_EXTRACTED TEXT_
• • •

As remote work gains popularity and flexible work arrangements become the norm, technology can be both helpful and intrusive. Collaboration tools, such as Zoom and Microsoft Teams, can help keep employees digitally connected but can also be distracting for team members being bombarded with communications and requests. Additionally, employees may be tempted (or expected) to answer communications and continue to work after the workday is over. This makes it hard for employees to separate their work life from their private life. But employers can help their workforce find this balance. 

The National Day of Unplugging, celebrated on the first Friday of March, has been followed by many organizations for several years and encourages people to disconnect from technology for 24 hours and engage in activities that promote well-being. 

Best practices for digital well-being

Ultimately, employees are responsible for their digital well-being. Simple changes made consistently over time can make a big impact. Some best practices for individuals to follow include:

  • Be mindful of the information and media you consume online. By engaging with reliable sources, fact-checking information, and balancing digital experiences with offline activities, you can increase your digital well-being.
  • Focus on positive aspects and achievements of others online. When you avoid negative social comparisons online, you develop healthier relationships and interactions online.
  • Understand and manage your digital identity and footprint. Our online habits and activity can shape how others perceive us and can impact our personal and professional lives. This is especially true for social media. By being mindful of the impact our words and actions can have, we can contribute to a more supportive digital community.
  • Express yourself and be creative. It is important to engage in creative activities online that promote mental well-being, boost self-esteem, and enable you to explore your passions and talents.

• • •

_DATA SHOWN_

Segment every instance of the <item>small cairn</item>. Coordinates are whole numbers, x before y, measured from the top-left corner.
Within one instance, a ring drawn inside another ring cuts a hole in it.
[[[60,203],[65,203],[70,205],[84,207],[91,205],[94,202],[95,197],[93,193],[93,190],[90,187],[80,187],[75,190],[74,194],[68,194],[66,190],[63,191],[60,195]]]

• • •

_ASSIGNED TASK 1_
Return the stretch of the digital well-being text from "The National Day" through "and interactions online.".
_ASSIGNED TASK 2_
Summarize the digital well-being text in two sentences.
_ASSIGNED TASK 3_
Write what comes next in the digital well-being text, picking up after its final sentence.

_EXPECTED ANSWER 1_
The National Day of Unplugging, celebrated on the first Friday of March, has been followed by many organizations for several years and encourages people to disconnect from technology for 24 hours and engage in activities that promote well-being. 

Best practices for digital well-being

Ultimately, employees are responsible for their digital well-being. Simple changes made consistently over time can make a big impact. Some best practices for individuals to follow include:

  • Be mindful of the information and media you consume online. By engaging with reliable sources, fact-checking information, and balancing digital experiences with offline activities, you can increase your digital well-being.
  • Focus on positive aspects and achievements of others online. When you avoid negative social comparisons online, you develop healthier relationships and interactions online.

_EXPECTED ANSWER 2_
As remote and flexible work spread, collaboration tools keep employees connected but can also distract them and make it hard to separate work life from private life, a balance employers can help their workforce find. Employees are ultimately responsible for their own digital well-being, and recommended practices include being mindful of online information and media, focusing on the positive aspects of others, managing one's digital identity and footprint, and expressing oneself creatively.

_EXPECTED ANSWER 3_
  • Address digital clutter. The accumulation of unnecessary and disorganized digital files, emails, and applications can have a negative impact on productivity and stress levels.
  • Optimize workspaces. Whether you are in the office or at home, an optimal workspace can improve productivity and reduce distractions. 
  • Distinguish between intentional and passive use of technology. Intentional use involves purposeful engagement, while passive use can lead to mindless scrolling and excessive screen time, which can negatively impact your overall well-being.
  • Set boundaries and take breaks. Engaging in offline activities, practicing mindfulness, and setting boundaries with technology allows individuals to recharge, reduce stress, and maintain a healthy balance between digital engagement and self-care.
  • Develop a healthy pre-sleep routine. Getting sufficient and quality sleep is essential for overall well-being. Excessive use of digital devices, particularly before bedtime, can disrupt sleep patterns and negatively impact physical health.
  • Consider a digital detox. Sometimes we just need a break from digital devices and social media platforms. A digital detox is a period when you disconnect from digital devices and technology, typically for a temporary duration, to reduce screen time and digital distractions and promote overall well-being.

To encourage and help workers find a healthy work-life balance, employers should:

  • Foster a positive digital culture. Encourage collaboration, enhance employee engagement, and prioritize well-being. This type of culture can promote effective communication, reduce misunderstandings, and enhance productivity.
  • Train employees on how to use digital tools and platforms. Being familiar with technology allows your team to adapt to new tools and stay updated in a fast-paced digital environment.
  • Help employees stay focused and limit distractions. You should not only focus on training your team on how to use technology, but also provide guidance on how to concentrate on tasks, be more efficient, minimize interruptions, and achieve goals. 
  • Educate employees on privacy and security. This can help your employees feel more confident and empowered in their use of technology and can help reduce the risk of cyberattacks, such as data breaches and ransomware attacks.
  • Provide ergonomic support and help optimize workspaces. Whether your team members are in the office or at home, it is important to help create workspaces that support proper posture, comfort, and overall well-being. 
  • Collaborate and communicate strategically. Collaboration and communication are critical for teams, particularly for hybrid and remote workforces. At the same time, excessive emails and chats can be distracting and lead to disengagement. Too many meetings, particularly virtual meetings, can also lead to physical and mental fatigue. When possible, find ways to meet face-to-face.
  • Support employees on their digital journey. You should provide resources to help your team develop healthy digital habits, manage stress levels, avoid burnout, reduce feelings of isolation, and find a healthy work-life balance.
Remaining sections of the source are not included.